• _Action item_
Pull out every line below that holds the word "shirt".

(Extracted data entries)
------------------------------------------------------------
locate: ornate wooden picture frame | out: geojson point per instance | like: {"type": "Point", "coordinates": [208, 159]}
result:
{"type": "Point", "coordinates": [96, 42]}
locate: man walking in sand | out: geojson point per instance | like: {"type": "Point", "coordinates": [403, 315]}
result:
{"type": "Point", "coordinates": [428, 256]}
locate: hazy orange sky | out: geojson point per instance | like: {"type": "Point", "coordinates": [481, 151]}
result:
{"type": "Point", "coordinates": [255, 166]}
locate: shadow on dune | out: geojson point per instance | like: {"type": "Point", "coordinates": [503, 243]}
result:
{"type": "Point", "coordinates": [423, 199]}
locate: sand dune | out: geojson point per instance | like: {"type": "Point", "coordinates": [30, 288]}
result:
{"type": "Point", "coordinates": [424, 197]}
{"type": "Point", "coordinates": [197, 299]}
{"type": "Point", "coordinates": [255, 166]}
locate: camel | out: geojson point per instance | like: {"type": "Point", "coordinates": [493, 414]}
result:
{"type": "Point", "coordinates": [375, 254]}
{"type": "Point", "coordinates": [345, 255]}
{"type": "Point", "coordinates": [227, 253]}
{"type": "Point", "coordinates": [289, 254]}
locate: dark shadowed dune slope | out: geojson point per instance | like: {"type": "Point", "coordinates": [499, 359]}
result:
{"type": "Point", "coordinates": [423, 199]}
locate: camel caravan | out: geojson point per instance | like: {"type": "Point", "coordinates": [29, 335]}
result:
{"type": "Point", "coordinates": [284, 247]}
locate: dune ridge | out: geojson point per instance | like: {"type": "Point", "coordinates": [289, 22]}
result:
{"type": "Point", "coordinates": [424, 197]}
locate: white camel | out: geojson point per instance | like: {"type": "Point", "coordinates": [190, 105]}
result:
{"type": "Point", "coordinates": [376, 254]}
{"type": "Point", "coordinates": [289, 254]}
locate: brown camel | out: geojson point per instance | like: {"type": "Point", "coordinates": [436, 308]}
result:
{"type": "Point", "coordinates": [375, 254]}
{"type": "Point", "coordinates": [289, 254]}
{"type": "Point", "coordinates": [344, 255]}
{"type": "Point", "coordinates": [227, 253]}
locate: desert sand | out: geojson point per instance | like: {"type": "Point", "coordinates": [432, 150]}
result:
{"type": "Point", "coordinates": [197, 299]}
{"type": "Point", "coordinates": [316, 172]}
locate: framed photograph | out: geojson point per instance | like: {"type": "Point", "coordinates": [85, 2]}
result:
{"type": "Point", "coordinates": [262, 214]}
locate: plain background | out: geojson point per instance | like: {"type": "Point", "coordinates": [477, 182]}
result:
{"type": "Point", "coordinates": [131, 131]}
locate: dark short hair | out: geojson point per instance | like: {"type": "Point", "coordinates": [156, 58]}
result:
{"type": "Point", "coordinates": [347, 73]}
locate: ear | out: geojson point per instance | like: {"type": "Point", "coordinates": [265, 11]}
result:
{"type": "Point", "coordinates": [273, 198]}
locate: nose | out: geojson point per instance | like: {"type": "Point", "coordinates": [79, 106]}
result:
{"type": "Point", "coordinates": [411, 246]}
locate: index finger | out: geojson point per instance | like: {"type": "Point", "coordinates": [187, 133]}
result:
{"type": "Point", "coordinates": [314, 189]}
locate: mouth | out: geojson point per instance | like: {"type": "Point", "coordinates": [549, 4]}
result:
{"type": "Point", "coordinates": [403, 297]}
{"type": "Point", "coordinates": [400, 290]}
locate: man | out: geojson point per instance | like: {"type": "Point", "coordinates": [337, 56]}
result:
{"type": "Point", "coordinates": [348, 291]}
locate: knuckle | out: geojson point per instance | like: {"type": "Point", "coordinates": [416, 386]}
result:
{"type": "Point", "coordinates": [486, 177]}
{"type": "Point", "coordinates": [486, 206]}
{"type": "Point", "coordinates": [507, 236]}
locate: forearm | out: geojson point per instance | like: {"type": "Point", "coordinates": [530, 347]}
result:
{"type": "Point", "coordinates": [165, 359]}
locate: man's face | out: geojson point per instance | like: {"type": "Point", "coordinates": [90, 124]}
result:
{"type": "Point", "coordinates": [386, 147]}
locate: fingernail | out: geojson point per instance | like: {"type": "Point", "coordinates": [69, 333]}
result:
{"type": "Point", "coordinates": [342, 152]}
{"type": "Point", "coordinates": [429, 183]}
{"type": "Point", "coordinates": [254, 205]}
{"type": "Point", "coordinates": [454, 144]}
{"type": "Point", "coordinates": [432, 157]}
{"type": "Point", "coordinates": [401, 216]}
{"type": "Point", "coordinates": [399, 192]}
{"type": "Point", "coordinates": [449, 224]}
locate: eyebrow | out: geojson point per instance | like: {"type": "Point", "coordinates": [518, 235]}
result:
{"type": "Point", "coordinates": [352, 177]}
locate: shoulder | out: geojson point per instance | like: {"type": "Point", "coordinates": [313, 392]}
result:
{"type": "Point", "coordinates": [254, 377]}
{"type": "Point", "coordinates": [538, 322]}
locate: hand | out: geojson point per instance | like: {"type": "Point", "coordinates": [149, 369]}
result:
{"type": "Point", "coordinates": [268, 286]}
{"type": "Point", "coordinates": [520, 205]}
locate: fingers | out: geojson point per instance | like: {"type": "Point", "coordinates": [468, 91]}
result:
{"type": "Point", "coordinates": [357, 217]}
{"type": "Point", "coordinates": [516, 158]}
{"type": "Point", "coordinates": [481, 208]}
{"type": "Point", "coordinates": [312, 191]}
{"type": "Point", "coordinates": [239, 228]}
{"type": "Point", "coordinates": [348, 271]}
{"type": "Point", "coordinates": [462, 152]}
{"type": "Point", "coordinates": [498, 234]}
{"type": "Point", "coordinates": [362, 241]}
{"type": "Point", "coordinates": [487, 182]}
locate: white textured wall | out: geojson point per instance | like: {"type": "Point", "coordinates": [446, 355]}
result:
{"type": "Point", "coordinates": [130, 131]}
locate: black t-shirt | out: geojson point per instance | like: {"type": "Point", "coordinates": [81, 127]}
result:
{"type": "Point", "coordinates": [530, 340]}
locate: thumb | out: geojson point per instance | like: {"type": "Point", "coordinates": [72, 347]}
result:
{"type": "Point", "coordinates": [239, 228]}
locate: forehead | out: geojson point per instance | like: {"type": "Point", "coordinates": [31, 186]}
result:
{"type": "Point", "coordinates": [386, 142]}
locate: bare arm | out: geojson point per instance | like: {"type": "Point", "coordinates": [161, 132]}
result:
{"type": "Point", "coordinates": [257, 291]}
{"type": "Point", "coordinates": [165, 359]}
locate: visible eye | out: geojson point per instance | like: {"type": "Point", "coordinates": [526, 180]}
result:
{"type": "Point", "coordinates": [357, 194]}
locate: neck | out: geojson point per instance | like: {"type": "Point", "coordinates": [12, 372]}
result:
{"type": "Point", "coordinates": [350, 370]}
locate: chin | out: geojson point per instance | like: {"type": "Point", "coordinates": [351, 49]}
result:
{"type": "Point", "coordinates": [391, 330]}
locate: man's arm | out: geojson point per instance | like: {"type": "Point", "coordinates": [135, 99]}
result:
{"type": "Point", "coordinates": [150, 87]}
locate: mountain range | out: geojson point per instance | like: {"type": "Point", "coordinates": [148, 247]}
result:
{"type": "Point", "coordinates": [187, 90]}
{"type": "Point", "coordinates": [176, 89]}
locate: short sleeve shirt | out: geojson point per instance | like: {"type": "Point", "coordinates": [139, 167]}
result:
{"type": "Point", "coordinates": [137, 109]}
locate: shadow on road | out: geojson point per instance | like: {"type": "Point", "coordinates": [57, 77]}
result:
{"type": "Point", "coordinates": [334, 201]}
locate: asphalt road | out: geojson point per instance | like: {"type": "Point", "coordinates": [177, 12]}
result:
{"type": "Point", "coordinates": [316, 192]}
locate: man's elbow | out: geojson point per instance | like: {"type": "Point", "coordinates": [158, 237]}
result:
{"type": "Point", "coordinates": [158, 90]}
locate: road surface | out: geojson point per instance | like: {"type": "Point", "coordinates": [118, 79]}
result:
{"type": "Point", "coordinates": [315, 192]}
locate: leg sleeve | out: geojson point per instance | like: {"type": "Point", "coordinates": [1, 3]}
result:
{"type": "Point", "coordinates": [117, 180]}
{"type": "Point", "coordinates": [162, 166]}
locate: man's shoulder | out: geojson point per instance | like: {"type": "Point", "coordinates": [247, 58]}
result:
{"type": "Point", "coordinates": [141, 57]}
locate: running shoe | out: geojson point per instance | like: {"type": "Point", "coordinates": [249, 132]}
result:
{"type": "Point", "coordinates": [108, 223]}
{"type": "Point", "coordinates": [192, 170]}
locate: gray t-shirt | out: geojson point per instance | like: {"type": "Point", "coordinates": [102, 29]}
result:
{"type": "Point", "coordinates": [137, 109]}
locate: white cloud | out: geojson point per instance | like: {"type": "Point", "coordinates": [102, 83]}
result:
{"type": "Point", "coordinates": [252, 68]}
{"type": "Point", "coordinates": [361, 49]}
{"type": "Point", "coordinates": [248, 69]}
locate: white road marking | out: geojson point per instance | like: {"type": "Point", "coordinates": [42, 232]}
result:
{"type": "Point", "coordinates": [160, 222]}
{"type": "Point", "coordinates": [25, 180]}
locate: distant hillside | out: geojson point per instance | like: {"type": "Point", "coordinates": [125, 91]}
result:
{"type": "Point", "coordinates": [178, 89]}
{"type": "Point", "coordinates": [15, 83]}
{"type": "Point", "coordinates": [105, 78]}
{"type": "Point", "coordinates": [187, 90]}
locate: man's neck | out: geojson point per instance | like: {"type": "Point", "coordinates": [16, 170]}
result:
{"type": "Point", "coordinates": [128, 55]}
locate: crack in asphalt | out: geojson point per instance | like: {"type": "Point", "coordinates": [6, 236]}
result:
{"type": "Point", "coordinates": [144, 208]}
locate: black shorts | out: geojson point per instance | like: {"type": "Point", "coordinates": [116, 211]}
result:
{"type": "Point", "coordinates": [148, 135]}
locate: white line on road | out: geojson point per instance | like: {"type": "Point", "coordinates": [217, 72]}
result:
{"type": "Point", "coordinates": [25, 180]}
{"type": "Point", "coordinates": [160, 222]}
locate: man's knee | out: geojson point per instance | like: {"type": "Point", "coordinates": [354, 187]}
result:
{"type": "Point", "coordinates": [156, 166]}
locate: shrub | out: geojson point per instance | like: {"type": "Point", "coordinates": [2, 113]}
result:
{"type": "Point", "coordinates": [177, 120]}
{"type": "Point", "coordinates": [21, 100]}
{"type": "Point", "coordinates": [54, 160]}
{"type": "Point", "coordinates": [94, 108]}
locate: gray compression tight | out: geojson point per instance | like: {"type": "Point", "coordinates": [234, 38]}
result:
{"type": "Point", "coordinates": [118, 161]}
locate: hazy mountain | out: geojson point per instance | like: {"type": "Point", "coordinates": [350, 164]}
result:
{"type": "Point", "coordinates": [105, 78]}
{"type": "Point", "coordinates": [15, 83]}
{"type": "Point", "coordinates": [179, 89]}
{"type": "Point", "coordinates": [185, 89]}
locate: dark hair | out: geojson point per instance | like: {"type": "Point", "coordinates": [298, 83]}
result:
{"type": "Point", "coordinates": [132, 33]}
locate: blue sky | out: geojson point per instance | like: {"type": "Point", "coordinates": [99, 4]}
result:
------------------------------------------------------------
• _Output_
locate: black t-shirt | out: geojson point per instance | like: {"type": "Point", "coordinates": [81, 127]}
locate: short sleeve shirt | out: geojson point per instance | like: {"type": "Point", "coordinates": [139, 167]}
locate: gray t-shirt | out: geojson point per instance | like: {"type": "Point", "coordinates": [102, 29]}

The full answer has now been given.